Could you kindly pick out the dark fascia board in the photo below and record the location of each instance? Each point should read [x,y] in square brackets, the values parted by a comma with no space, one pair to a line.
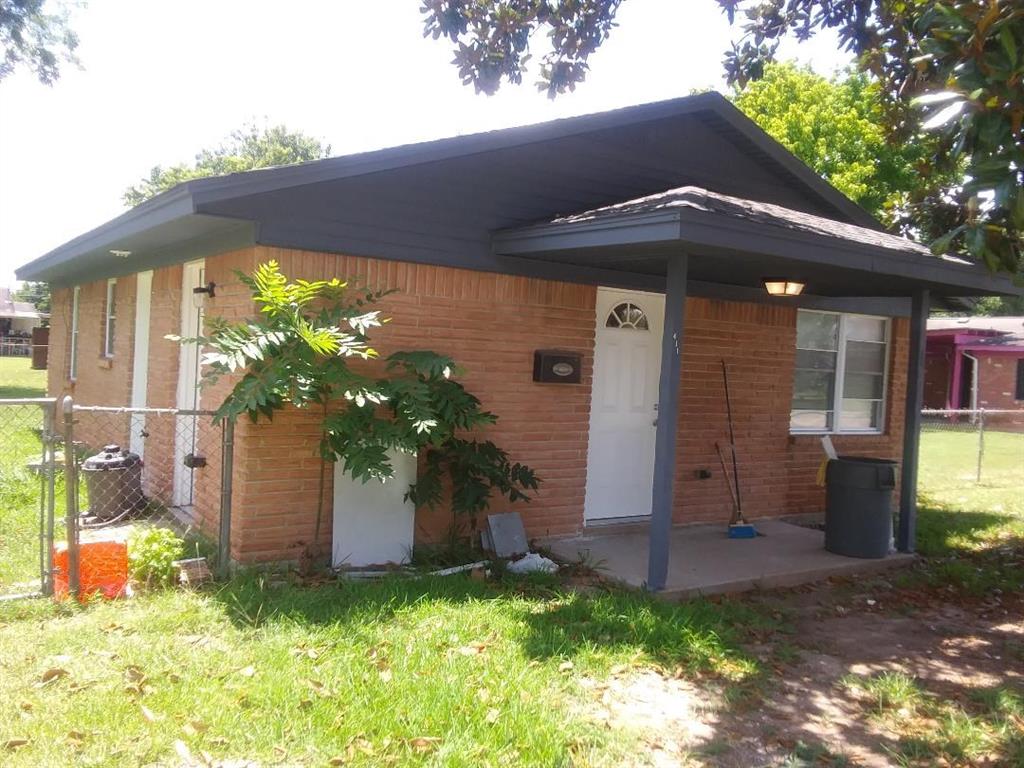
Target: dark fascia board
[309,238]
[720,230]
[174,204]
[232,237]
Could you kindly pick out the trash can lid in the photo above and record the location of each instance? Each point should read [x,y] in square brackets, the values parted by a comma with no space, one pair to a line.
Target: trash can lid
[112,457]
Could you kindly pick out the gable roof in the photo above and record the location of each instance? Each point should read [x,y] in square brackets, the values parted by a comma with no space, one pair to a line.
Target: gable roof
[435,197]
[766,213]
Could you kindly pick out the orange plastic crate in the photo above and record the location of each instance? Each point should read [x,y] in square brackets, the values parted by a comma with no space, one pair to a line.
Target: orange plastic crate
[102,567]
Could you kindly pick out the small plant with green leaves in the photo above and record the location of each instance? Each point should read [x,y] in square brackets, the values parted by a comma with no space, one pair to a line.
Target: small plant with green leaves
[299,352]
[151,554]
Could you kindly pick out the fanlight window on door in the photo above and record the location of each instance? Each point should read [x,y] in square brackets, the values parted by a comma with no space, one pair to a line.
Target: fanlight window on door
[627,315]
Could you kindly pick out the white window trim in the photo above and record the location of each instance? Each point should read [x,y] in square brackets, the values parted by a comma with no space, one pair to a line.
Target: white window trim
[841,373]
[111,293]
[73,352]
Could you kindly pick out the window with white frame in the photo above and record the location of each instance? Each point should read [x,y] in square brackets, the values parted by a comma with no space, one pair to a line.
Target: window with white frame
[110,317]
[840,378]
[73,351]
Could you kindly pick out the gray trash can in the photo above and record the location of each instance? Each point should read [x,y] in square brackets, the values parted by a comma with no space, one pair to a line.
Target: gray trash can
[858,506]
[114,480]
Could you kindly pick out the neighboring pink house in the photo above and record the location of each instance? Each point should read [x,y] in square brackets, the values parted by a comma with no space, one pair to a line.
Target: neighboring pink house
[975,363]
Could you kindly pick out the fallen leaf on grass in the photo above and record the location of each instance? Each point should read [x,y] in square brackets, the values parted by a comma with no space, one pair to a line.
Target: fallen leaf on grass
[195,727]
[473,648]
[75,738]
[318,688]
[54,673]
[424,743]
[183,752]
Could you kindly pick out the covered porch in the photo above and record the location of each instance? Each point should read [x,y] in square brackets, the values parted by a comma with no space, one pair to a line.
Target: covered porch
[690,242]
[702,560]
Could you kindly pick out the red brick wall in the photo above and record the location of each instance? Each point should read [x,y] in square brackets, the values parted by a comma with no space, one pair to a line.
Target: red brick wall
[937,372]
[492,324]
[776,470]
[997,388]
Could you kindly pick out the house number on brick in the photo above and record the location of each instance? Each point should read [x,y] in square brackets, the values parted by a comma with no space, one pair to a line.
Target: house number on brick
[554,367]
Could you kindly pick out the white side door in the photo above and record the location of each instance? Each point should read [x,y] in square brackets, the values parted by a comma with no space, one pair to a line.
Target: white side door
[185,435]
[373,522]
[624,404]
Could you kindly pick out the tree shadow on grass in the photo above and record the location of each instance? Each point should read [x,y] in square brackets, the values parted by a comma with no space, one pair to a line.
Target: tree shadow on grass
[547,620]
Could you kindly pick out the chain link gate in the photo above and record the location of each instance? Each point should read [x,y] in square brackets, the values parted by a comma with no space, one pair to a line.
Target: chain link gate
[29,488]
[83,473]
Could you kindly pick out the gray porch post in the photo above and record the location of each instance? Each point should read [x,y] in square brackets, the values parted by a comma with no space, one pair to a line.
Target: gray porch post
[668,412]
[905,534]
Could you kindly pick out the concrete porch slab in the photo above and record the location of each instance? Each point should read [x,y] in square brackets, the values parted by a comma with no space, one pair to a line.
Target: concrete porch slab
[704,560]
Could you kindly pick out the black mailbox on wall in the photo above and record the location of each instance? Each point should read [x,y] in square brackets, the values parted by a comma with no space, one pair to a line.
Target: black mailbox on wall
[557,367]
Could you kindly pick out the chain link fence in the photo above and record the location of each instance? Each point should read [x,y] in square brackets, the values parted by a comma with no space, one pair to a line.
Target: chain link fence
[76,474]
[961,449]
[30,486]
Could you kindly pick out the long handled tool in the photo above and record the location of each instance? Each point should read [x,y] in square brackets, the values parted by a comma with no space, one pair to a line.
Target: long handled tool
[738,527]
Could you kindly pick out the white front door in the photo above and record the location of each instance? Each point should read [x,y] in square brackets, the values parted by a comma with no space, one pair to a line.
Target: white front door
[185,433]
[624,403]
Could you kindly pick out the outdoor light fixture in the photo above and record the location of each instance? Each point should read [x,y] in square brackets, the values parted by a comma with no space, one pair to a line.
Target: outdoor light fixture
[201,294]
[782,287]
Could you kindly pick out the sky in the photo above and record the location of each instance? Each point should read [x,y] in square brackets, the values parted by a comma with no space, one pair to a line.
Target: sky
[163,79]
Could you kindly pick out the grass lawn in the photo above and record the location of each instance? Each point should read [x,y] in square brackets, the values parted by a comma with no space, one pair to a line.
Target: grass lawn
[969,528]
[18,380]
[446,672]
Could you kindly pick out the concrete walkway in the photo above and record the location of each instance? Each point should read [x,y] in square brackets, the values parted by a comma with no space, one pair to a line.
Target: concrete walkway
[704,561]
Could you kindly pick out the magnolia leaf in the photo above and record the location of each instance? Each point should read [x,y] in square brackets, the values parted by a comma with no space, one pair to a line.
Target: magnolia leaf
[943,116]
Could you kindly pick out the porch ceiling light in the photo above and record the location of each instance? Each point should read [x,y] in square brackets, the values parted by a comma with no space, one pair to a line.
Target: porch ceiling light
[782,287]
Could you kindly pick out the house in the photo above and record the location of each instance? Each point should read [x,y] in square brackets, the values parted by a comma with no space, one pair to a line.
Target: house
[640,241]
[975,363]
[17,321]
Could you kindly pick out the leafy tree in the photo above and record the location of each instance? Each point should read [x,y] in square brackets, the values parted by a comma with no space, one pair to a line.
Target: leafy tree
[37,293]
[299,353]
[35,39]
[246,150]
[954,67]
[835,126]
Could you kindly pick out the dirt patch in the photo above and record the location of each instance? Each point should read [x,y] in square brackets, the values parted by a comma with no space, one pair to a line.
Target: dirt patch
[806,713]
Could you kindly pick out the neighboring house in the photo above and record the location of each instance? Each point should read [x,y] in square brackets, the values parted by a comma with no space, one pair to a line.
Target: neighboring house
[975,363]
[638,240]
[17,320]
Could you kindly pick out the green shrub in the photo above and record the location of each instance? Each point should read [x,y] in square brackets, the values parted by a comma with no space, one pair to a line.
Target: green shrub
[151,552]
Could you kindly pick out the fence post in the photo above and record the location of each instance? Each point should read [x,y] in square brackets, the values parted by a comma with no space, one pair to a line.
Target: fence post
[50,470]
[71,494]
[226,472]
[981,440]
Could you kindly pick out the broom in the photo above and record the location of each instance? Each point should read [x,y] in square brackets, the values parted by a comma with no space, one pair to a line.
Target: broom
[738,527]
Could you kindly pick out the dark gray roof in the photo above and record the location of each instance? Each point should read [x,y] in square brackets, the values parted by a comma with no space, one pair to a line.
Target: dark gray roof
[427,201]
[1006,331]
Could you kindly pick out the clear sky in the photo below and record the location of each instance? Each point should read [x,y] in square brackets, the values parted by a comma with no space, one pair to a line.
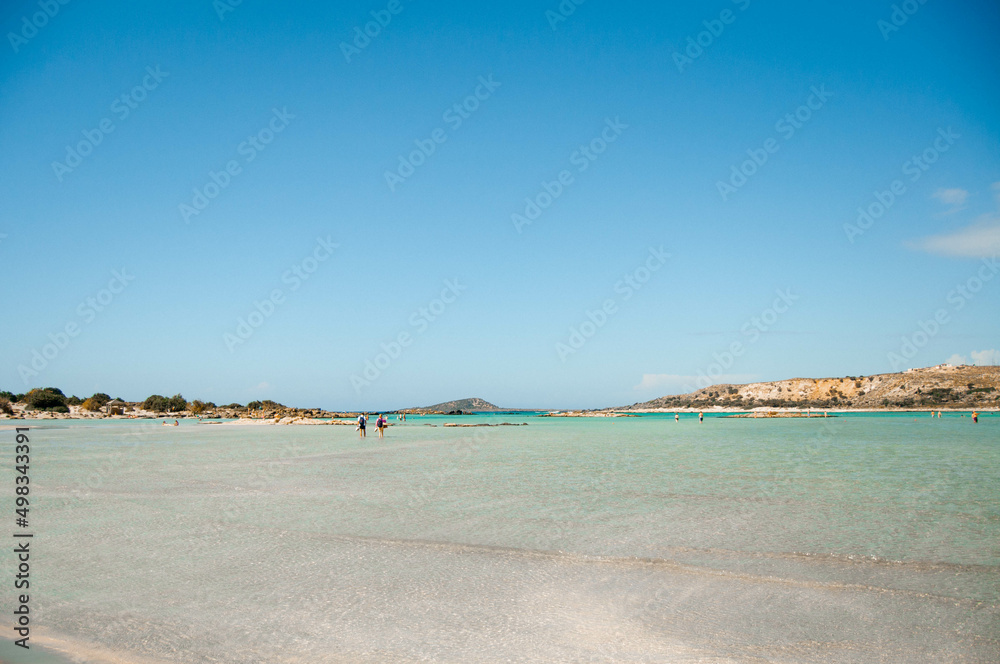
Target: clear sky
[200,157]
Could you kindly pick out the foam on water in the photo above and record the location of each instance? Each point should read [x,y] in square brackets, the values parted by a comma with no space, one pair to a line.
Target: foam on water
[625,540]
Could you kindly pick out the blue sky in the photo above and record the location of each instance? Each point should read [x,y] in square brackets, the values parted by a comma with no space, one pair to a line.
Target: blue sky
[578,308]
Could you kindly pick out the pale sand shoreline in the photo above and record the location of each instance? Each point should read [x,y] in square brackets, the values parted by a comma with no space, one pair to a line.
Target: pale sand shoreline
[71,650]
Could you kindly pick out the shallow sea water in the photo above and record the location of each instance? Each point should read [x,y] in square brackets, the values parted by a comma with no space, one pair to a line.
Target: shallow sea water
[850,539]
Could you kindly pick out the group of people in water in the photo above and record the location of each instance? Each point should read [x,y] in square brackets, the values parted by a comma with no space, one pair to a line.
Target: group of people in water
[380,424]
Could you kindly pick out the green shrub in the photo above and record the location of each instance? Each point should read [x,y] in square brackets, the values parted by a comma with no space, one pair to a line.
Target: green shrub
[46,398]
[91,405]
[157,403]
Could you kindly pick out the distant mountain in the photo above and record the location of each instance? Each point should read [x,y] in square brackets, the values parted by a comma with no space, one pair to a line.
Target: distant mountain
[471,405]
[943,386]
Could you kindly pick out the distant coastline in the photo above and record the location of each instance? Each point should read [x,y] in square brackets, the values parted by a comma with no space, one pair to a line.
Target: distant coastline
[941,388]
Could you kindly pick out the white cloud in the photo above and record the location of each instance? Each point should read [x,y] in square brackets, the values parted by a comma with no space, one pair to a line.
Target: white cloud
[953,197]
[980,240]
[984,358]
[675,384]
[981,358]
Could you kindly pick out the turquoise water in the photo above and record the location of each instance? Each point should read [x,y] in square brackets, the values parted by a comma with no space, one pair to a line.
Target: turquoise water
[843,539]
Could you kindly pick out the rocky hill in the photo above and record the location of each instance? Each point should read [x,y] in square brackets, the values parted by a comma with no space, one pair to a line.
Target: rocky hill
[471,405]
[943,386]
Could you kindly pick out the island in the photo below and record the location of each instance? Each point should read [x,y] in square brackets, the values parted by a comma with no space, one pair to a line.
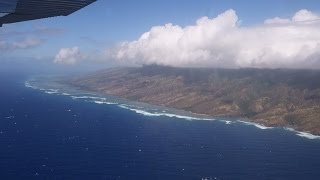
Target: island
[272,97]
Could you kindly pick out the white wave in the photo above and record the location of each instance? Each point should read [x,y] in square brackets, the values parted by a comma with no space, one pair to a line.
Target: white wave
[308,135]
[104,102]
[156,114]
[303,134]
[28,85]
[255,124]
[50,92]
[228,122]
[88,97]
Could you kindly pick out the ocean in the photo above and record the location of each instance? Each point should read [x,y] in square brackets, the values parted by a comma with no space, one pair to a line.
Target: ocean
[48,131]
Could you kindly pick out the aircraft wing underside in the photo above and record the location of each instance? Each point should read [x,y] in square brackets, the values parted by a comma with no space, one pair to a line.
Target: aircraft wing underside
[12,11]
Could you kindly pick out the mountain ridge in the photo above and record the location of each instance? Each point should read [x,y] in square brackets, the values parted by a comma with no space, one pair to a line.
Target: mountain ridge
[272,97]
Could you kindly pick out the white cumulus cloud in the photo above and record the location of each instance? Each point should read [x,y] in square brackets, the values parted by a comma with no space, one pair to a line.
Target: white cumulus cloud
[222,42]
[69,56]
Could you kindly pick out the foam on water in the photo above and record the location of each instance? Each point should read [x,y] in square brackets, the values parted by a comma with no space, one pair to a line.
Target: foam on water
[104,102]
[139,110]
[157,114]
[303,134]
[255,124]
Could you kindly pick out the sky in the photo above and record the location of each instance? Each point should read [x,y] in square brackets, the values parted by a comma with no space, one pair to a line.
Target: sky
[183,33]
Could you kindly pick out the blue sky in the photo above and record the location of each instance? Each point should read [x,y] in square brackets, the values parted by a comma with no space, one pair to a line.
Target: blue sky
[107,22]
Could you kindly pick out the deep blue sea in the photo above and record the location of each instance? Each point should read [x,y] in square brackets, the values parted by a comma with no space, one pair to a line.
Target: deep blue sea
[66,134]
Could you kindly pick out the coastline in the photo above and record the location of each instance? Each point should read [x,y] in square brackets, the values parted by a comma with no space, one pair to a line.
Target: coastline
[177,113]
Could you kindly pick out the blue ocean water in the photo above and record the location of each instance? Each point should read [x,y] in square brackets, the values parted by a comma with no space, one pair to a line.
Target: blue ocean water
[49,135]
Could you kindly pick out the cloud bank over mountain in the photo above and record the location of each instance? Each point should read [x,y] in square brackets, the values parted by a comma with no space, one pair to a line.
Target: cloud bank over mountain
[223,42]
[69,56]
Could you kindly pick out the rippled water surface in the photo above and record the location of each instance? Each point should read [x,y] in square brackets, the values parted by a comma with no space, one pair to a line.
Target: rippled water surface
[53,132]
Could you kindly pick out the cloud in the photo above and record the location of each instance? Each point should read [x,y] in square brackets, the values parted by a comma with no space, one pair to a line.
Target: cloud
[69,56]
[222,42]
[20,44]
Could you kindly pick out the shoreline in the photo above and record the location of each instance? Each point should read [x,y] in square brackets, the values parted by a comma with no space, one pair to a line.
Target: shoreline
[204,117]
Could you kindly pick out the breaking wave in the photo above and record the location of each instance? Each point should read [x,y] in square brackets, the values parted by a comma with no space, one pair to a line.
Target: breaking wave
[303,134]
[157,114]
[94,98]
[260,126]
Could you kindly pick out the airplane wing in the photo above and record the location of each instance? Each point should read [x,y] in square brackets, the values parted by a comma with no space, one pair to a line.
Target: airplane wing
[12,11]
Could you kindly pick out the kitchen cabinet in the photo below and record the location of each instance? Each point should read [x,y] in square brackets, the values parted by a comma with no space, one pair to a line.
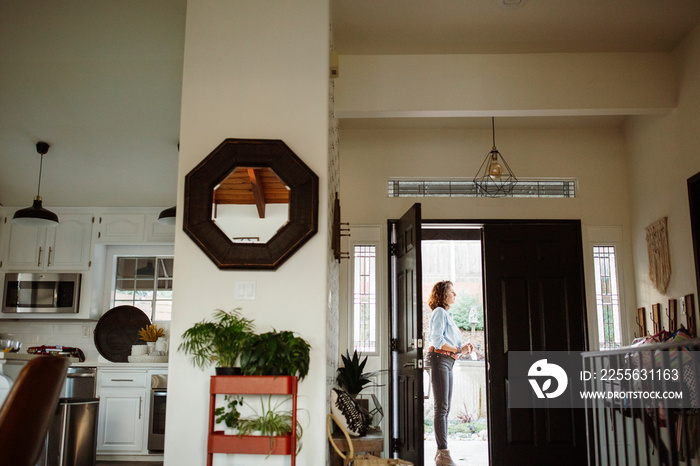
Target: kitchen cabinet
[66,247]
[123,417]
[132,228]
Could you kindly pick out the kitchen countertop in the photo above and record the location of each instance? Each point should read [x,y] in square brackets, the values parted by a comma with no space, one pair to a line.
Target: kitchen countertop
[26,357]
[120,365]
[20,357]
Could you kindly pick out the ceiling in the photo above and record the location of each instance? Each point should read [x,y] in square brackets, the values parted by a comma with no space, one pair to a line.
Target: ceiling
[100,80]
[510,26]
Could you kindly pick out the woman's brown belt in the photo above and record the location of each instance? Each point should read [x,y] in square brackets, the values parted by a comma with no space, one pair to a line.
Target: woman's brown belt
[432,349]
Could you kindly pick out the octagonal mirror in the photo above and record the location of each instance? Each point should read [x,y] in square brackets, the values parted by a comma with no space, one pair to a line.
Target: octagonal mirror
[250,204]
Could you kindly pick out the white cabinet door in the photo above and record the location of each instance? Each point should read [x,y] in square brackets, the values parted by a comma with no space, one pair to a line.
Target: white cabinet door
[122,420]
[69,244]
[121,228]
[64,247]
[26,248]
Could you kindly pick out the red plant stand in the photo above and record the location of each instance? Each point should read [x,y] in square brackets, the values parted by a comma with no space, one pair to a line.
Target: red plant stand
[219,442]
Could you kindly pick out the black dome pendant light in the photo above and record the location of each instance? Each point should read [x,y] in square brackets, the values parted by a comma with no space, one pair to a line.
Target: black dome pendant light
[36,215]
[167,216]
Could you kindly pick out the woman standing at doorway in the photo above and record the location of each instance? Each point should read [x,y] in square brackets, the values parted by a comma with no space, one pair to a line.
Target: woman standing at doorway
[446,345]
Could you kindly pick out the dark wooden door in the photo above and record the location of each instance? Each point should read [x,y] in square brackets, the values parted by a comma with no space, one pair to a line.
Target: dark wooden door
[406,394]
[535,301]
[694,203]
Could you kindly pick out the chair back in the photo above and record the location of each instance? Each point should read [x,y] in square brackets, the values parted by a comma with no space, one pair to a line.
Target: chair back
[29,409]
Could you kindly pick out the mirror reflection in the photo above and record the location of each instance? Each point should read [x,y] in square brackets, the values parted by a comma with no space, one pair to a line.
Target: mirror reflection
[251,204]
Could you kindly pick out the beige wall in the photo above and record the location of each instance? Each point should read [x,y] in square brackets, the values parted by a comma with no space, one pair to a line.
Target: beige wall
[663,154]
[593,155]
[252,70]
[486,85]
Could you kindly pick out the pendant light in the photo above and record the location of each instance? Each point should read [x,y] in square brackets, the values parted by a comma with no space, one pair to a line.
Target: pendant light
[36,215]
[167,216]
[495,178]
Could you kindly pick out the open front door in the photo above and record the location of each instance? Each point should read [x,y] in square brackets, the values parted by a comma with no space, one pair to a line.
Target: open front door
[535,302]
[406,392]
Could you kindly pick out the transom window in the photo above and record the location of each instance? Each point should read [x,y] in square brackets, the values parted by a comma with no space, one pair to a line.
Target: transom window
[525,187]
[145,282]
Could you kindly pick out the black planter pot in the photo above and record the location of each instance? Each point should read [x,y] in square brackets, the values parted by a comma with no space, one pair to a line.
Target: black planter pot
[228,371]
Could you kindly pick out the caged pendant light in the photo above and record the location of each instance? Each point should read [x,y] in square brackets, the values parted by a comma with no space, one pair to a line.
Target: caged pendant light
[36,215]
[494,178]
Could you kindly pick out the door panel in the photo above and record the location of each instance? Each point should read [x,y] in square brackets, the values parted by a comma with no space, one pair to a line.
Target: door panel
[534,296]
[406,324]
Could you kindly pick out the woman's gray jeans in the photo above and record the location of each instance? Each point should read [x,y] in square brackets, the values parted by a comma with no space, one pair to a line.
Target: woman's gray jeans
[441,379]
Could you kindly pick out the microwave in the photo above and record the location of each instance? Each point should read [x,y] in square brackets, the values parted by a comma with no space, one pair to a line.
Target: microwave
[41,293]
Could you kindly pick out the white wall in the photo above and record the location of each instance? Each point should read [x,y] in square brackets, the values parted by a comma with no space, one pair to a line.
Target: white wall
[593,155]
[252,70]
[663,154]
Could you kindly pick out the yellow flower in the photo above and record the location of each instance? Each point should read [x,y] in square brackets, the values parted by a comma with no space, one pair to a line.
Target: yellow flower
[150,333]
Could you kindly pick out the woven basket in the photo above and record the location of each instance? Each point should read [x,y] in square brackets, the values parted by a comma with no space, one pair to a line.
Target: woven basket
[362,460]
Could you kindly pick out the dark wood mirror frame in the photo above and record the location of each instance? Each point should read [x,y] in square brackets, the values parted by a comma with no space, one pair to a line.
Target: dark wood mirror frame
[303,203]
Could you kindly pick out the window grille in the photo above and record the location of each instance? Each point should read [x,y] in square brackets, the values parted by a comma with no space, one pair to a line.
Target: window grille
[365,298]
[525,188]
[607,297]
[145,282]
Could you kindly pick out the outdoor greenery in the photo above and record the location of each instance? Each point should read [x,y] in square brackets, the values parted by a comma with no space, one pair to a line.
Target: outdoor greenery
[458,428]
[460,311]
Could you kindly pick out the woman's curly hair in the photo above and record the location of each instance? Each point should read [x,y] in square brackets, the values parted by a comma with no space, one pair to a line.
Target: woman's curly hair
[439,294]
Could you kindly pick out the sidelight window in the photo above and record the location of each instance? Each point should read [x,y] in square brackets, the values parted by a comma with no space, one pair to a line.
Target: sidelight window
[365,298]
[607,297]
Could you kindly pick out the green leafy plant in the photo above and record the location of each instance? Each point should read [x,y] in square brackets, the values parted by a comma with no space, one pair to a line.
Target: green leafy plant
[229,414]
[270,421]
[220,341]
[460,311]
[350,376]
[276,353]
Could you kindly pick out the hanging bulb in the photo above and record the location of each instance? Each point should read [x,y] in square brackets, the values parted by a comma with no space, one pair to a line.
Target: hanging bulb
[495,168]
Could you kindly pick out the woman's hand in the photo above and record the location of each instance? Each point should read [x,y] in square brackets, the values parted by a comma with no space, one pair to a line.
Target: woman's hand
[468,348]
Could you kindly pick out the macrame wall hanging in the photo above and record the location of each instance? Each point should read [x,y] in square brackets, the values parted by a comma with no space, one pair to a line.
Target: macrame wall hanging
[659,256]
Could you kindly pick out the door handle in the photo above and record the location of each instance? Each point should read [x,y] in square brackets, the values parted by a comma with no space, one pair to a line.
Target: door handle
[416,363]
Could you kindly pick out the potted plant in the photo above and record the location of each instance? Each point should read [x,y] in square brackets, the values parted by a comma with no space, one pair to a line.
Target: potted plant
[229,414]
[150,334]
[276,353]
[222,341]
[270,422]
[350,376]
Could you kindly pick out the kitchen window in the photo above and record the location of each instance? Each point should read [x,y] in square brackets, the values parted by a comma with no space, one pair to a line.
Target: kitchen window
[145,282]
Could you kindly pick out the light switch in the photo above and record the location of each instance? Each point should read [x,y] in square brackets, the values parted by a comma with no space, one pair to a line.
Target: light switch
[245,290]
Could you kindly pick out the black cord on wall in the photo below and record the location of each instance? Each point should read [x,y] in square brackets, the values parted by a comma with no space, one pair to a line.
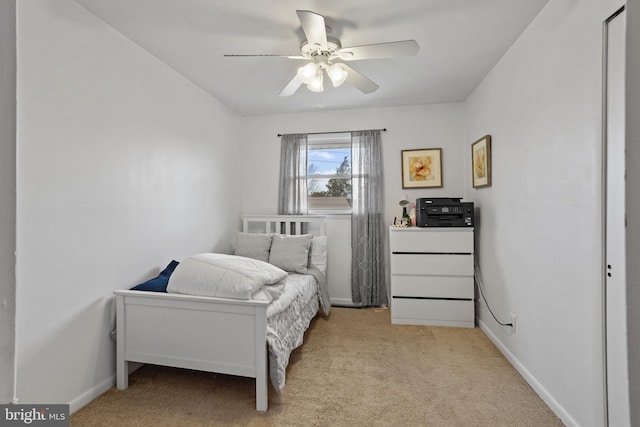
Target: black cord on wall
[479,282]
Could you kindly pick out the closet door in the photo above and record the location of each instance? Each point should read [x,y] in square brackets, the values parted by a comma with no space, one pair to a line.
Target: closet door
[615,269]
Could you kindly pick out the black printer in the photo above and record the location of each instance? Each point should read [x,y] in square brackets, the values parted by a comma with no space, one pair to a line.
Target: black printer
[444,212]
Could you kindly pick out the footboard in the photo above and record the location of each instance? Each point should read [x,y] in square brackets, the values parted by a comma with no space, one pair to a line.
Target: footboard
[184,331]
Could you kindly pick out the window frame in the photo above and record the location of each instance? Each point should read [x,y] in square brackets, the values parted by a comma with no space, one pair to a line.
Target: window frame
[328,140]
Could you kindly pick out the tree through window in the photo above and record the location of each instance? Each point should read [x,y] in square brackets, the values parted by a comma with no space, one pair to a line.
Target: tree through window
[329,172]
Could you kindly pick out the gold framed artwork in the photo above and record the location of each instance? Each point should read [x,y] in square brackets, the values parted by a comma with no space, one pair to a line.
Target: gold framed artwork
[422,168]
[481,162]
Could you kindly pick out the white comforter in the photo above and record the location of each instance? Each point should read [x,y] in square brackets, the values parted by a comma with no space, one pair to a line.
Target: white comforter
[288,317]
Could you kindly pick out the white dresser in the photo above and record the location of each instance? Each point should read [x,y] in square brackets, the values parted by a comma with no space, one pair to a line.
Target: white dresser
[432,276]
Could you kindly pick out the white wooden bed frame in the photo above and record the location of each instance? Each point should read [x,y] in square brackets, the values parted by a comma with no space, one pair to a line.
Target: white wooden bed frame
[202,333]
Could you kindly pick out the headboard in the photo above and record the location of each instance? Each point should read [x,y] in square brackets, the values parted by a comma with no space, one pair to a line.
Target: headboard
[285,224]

----

_Written request_. Quote only the lines from the line containing "Could you kindly pick out the white dresser" through the end of the listing, please, keeping both the first and the last line.

_Result for this task_.
Could you kindly pick out the white dresser in the photo above and record the location of each instance? Each point should read [x,y] in square brackets, the values parted by a comma with no space, one pair to a line.
Target: white dresser
[432,276]
Could you kindly pick out the white wooden bed frame in the photo above and record the location of each instance? Each point should read [x,y] in square brackets, the values parted by a comma with no space, one pair to a line.
Target: white wooden bed frame
[202,333]
Could you kindly pick out the headboard in the photo above and record the location of each instance? Each point should read [x,y] in square brackets, the values parted by a comma with no space, one pair to a line.
Target: headboard
[285,224]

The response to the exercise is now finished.